What does "Vineland" mean to you?

robinlandseadel at comcast.net robinlandseadel at comcast.net
Sat Nov 17 18:15:24 CST 2007


Dirk Vanderbeke (Greifswald)

Vineland in the Novels of John Barth and Thomas Pynchon (1)


. . . .But the setting of the novel in the year 1984 certainly does suggest a 
dystopian view of contemporary America and thus the Vineland region, a dwelling 
place of marihuana farmers, old hippies, and large sections of the counter 
culture, may very well indicate the other America, which is now under siege, the 
land of myth and eternal childhood. But Pynchon's novel is far too ambiguous to 
offer us a simplistic alternative of a better world, even if this world is 
eventually doomed to fail and to succumb to the evil forces of Reaganite 
persecution. His Vineland is a complex web of intertextual references and hidden 
allusions, and I want to suggest that one of the most important texts in this 
context is John Barth's novel The End of the Road which is partly set in 
Vineland, New Jersey - Barth's title would, of course, be a very suitable 
subtitle for all of Pynchon's novels.

_SHORT PROBLEM A_
According to the Vineland excerpt, which John Barth novel is partly set in Vineland, New Jersey?
This listing has no connection to the Vineland excerpt.

(Position identification records)
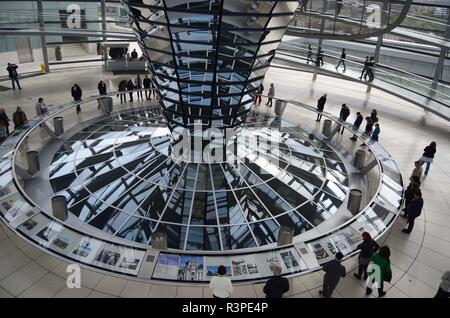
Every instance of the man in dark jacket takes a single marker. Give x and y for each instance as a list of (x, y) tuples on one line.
[(4, 120), (343, 115), (134, 55), (414, 210), (19, 118), (76, 94), (320, 106), (122, 89), (342, 60), (259, 92), (277, 285), (147, 82), (334, 270), (357, 124), (13, 75), (365, 67)]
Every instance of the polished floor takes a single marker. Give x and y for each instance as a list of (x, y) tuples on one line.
[(418, 259)]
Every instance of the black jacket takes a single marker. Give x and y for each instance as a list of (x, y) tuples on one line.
[(146, 82), (369, 126), (414, 209), (76, 94), (429, 152), (4, 118), (101, 89), (122, 85), (12, 70), (333, 272), (358, 120), (276, 287), (345, 112), (130, 86), (368, 248), (321, 103)]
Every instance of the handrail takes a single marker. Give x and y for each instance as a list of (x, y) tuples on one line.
[(377, 68), (70, 105), (387, 225), (390, 26)]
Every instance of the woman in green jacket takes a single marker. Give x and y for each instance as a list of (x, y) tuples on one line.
[(380, 271)]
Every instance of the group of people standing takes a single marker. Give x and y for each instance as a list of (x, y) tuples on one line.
[(368, 68), (259, 92), (139, 84), (373, 264), (372, 128)]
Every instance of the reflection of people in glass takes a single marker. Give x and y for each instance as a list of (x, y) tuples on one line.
[(309, 56), (303, 5), (339, 5)]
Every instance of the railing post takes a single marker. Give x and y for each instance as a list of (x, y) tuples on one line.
[(33, 162)]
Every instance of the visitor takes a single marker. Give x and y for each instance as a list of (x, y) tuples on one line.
[(3, 134), (19, 118), (357, 124), (368, 247), (101, 88), (122, 88), (380, 271), (413, 211), (376, 132), (444, 287), (270, 95), (334, 270), (428, 155), (321, 106), (309, 55), (364, 71), (343, 115), (138, 86), (220, 285), (130, 88), (339, 5), (417, 172), (41, 107), (370, 67), (342, 61), (76, 94), (153, 87), (319, 61), (147, 83), (134, 55), (258, 97), (13, 75), (303, 5), (369, 126), (412, 188), (276, 286), (4, 120), (374, 116)]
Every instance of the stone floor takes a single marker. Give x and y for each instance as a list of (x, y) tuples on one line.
[(418, 260)]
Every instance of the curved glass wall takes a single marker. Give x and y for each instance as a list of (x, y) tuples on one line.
[(209, 57), (348, 18)]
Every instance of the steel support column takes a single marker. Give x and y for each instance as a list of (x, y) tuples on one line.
[(383, 21), (322, 28), (103, 13), (440, 64), (43, 40)]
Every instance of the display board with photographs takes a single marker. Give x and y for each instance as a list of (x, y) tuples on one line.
[(15, 209), (239, 267)]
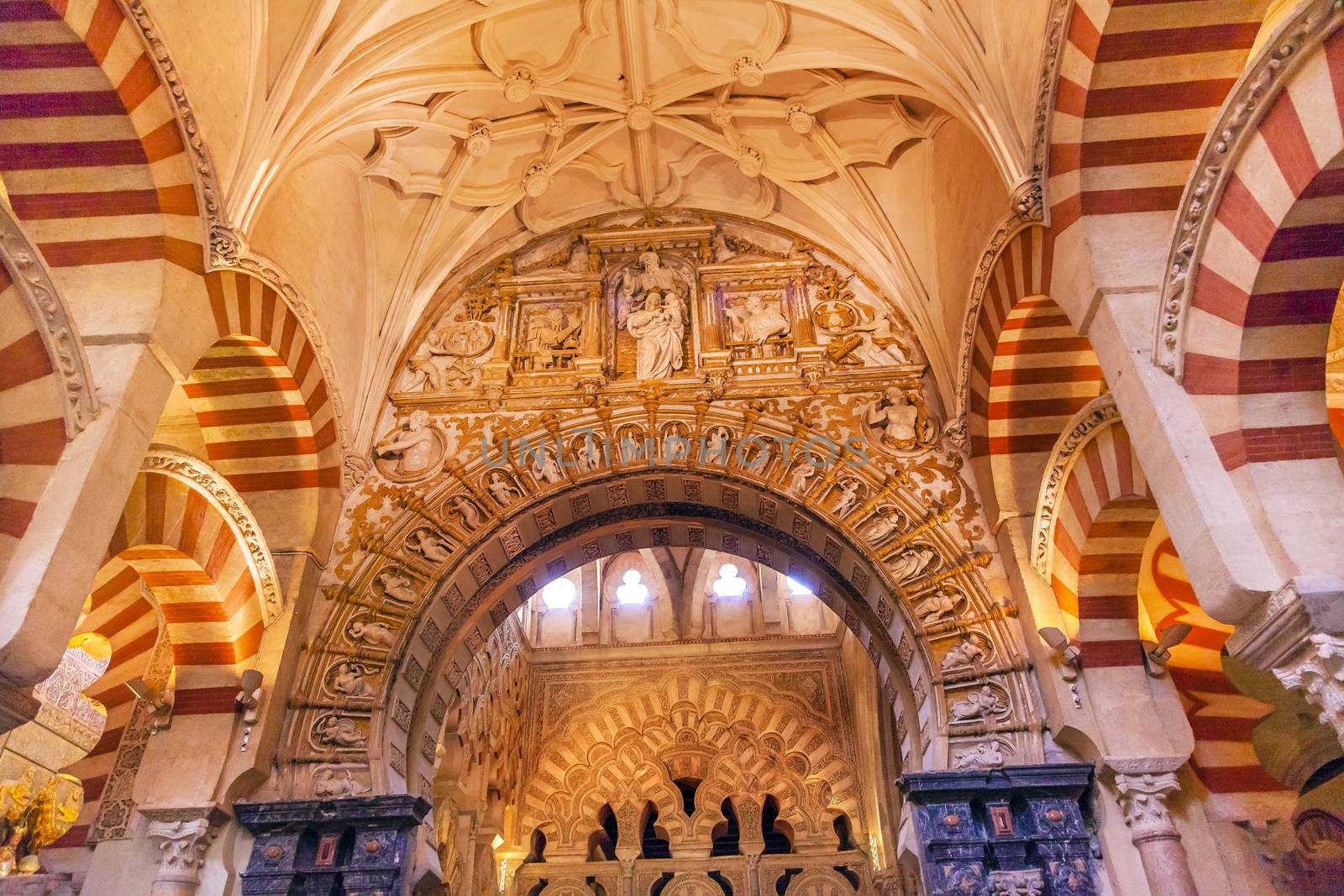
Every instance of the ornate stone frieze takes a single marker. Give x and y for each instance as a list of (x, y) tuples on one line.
[(1227, 139), (1007, 228), (225, 499), (53, 322)]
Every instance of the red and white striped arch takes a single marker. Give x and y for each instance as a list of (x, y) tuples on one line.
[(1095, 519), (1113, 569), (265, 411), (1221, 716), (1030, 371), (94, 164), (1140, 83), (179, 569), (1268, 278)]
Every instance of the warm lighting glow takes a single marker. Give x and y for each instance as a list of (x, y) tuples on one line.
[(633, 590), (730, 584), (558, 594)]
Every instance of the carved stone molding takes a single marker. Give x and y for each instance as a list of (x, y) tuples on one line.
[(1057, 26), (54, 322), (1007, 228), (1095, 417), (205, 479), (1144, 788), (181, 836), (1317, 671), (228, 248), (1234, 129)]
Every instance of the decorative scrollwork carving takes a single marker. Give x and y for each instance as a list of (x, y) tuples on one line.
[(33, 281), (1095, 416)]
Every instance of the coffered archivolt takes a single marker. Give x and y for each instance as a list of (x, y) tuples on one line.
[(440, 564)]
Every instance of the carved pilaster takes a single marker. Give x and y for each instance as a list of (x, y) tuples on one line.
[(181, 837), (1317, 671)]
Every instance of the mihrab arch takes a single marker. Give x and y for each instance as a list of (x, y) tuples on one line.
[(443, 613)]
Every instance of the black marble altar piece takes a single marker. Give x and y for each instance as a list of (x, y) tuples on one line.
[(1010, 831), (355, 846)]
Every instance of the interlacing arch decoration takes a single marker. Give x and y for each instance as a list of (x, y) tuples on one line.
[(1139, 86), (503, 548), (631, 748), (1026, 371), (819, 882), (264, 407), (183, 598)]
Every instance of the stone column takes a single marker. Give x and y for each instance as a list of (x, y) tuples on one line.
[(1144, 788), (181, 837)]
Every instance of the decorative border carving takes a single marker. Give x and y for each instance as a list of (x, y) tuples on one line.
[(228, 248), (1236, 123), (222, 496), (1095, 417), (1007, 228), (1052, 56), (33, 281)]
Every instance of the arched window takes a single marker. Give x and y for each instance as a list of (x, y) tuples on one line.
[(558, 594), (729, 584), (632, 589)]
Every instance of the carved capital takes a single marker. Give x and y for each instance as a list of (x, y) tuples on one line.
[(1028, 202), (181, 837), (1142, 799), (1317, 671)]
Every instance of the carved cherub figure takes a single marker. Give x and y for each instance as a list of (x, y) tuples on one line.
[(978, 705), (373, 633), (396, 587), (429, 546), (339, 731)]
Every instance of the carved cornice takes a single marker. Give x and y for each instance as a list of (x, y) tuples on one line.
[(1095, 417), (1053, 51), (33, 281), (205, 479), (1250, 98), (1007, 228), (228, 249)]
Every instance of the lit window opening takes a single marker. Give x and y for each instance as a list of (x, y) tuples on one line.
[(730, 584), (633, 590), (558, 594)]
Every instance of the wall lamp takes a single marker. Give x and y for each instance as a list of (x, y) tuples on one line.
[(1158, 654), (160, 703)]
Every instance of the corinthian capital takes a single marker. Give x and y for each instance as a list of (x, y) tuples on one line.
[(181, 837), (1142, 799), (1317, 671)]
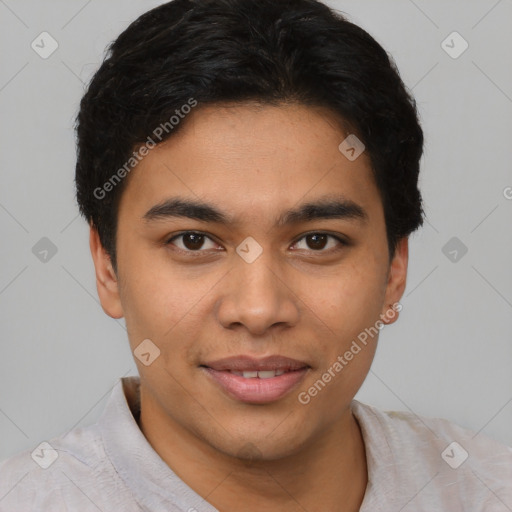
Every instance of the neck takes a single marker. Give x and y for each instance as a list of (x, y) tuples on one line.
[(329, 474)]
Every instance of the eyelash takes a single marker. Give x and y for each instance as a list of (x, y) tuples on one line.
[(343, 243)]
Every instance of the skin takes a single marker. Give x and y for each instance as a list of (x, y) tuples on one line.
[(298, 300)]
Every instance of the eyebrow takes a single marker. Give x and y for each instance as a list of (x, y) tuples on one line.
[(328, 208)]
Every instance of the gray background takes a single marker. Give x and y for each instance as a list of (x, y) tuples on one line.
[(450, 353)]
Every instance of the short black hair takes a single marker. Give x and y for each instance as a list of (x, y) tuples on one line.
[(190, 52)]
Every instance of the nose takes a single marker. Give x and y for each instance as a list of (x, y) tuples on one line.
[(257, 297)]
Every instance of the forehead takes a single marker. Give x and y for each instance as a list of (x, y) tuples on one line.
[(253, 160)]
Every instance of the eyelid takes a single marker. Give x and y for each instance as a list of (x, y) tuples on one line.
[(170, 240), (338, 237)]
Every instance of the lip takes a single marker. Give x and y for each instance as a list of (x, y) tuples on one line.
[(247, 363), (256, 390)]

_SHORT PROBLEM B_
From the listing, write out word for word the lines that begin at the line containing "Every instance of the carved pilaster" and end after the line containing "[(1028, 202), (181, 837), (1142, 799), (1317, 671)]", including both of those lines.

_PROBLEM SOLUTION A_
The End of the Road

_PROBLEM SOLUTION B_
Every instance of the carved pilaster takes a single marker. Give x and y for each instance as a list of (x, y) tuples on one line.
[(181, 837), (1317, 671)]
Every instance of the mihrab arch takes a single marker. Give x and y for each instance as a list of (x, y) tuples on one line.
[(443, 613)]
Every instance of the black marble altar piece takes a single marker. Give x and y for each instance as a list of (x, y) tuples on one line.
[(1010, 831), (355, 846)]
Every instance of the interlacing arch decoration takes a single marker. Give x and y for each instance as a list of (x, y) tuples on one line.
[(1139, 86), (503, 548), (631, 748), (1026, 371), (819, 882), (264, 407), (183, 598)]
Every instance of the stone column takes a single marker. Give x and y for each instance as a list of (x, y) tuples on one line.
[(1144, 788), (181, 837)]
Every instance of the decorative border carving takes a single marker. Give x and y for each instance as a list of (x, y) tuples on one line.
[(228, 248), (1236, 123), (222, 496), (1095, 417), (1007, 228), (1052, 56), (33, 281)]
Every instance of the arched window takes a single marker. Give x and y for each instance as a list of (x, y) tuples on one line.
[(558, 594), (729, 584), (632, 589)]
Every instance of the carved capital takes a single marker. Give x and y for each instance as a list of (x, y) tuples on one line.
[(1028, 202), (181, 837), (1142, 799), (1317, 671)]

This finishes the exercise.